In the pancreatic cancer study, which gene was knocked down in vitro to test its role in cell proliferation and migration?

■ STUDY TEXT
######

Integration of single-cell RNA and bulk RNA sequencing revealed malignant ductal cell heterogeneity and prognosis signatures in pancreatic cancer.

INTRODUCTION

Pancreatic cancer is a highly malignant tumor of the digestive system with a dismal prognosis. Despite advances in diagnosis and treatment, overall survival remains extremely low. Early diagnostic markers and an improved understanding of tumor-microenvironment interactions are essential for developing more effective therapies.

METHODS

We analyzed 74 single-cell RNA sequencing (scRNA-seq) samples, performing unsupervised clustering and marker-gene expression profiling to define major cell types. Large-scale chromosomal copy-number variation (CNV) analysis distinguished malignant from non-malignant ductal cells. Non-negative matrix factorization (NMF) identified stage-associated gene modules, which were integrated with TCGA bulk-RNA data and machine-learning feature selection to pinpoint candidate prognostic genes. Two independent cohorts were used for validation. Regulatory network inference (pySCENIC) and ligand-receptor interaction analysis (CellPhoneDB) explored cross-talk between malignant cells and macrophages. Finally, in vitro knockdown of CTSV assessed its functional role in pancreatic cancer (PAC) cell proliferation and migration.

RESULTS

Three prognosis-related genes-ANLN, NT5E, and CTSV-were selected based on their strong association with clinical stage and validated in external datasets. High expression of these genes correlated with poorer overall survival and an increased infiltration of M0 macrophages. CellPhoneDB predicted significant interactions between high-expression malignant ductal cells and M0 macrophages via CXCL14-CXCR4 and IL1RAP-PTPRF axes, with SPI1 identified as an upstream regulator of IL1RAP. In vitro CTSV knockdown significantly inhibited PAC cell proliferation and migration.

DISCUSSION

Our integrative single-cell and bulk-RNA workflow identifies ANLN, NT5E, and CTSV as novel prognostic biomarkers in pancreatic cancer and highlights a pro-tumorigenic interaction between malignant ductal cells and macrophages. Targeting CTSV or disrupting CXCL14-CXCR4 and IL1RAP-PTPRF signaling may offer new therapeutic avenues for PAC.

######

■ STUDY MATERIAL
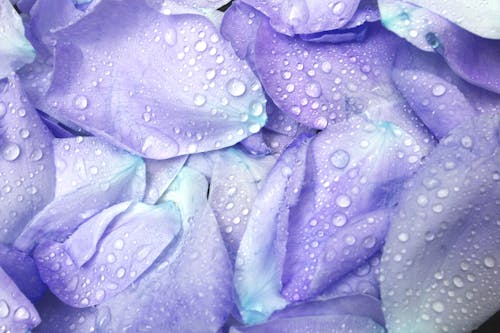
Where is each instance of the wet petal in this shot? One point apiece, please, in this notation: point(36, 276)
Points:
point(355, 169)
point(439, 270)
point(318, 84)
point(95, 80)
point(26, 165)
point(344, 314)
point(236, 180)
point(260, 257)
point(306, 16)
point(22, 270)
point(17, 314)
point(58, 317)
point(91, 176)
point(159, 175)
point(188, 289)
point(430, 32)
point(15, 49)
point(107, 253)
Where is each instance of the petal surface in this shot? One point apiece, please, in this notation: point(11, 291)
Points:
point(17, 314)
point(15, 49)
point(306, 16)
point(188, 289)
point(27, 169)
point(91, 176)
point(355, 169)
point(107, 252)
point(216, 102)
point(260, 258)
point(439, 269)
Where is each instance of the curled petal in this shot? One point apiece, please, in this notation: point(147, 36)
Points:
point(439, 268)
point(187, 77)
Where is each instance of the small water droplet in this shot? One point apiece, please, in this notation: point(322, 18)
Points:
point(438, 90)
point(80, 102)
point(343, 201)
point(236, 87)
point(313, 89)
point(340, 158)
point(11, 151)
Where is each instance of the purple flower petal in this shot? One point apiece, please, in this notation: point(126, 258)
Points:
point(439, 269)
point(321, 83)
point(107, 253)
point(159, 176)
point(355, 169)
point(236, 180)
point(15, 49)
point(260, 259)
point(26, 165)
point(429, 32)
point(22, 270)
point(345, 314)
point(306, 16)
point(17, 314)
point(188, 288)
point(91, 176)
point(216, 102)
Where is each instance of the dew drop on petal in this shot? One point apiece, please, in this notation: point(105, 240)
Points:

######

■ ANSWER
CTSV